:: Data provided

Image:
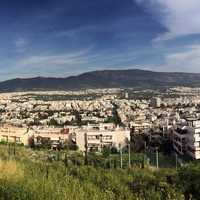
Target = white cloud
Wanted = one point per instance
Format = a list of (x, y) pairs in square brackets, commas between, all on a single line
[(21, 44), (180, 17)]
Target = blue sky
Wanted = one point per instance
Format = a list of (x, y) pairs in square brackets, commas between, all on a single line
[(67, 37)]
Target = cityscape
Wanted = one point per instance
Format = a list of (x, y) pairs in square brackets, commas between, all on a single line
[(100, 100)]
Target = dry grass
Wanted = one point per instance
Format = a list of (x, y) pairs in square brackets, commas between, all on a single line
[(10, 170)]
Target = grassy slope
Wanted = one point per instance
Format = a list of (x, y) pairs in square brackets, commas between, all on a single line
[(27, 175)]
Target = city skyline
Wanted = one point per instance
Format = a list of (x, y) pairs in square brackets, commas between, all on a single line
[(48, 38)]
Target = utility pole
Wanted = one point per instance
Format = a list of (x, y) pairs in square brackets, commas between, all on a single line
[(86, 150), (110, 157), (129, 155), (143, 164), (157, 164), (176, 156), (121, 159)]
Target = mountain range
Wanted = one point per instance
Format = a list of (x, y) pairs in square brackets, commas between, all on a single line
[(131, 78)]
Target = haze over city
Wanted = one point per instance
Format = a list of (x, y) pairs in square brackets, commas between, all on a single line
[(63, 38)]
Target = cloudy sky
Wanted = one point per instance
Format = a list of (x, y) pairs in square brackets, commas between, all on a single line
[(67, 37)]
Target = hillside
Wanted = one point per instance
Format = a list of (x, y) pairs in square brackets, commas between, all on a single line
[(135, 78)]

::::

Work instructions:
Please transcribe exactly the lines from the start of the records through the line containing "Target = city skyline", leaving the pictures out.

Task result:
Image:
Target = white cloud
Wanted = one point per instance
Format = a list of (x, y) pairs in square brackets, commas between, all on a single line
[(21, 44), (180, 17)]
Target = blue sky
Wanted = one point per instance
Format = a list of (x, y) pairs in square brackets, commas between, all on a single line
[(67, 37)]
Target = cityscape
Wanted = one point per instance
Format = a list of (x, y) pairs in square brackets, commas between, all on a single line
[(100, 100)]
Target = dry grass
Wanted = one point per instance
Format = a list of (x, y) pairs in square brackets, commas between, all on a single line
[(10, 170)]
Target = grassy slope
Wanted = one point per instance
Format = a list of (x, y) pairs in square brackets, commas between, all on a single line
[(27, 175)]
Target = city skyline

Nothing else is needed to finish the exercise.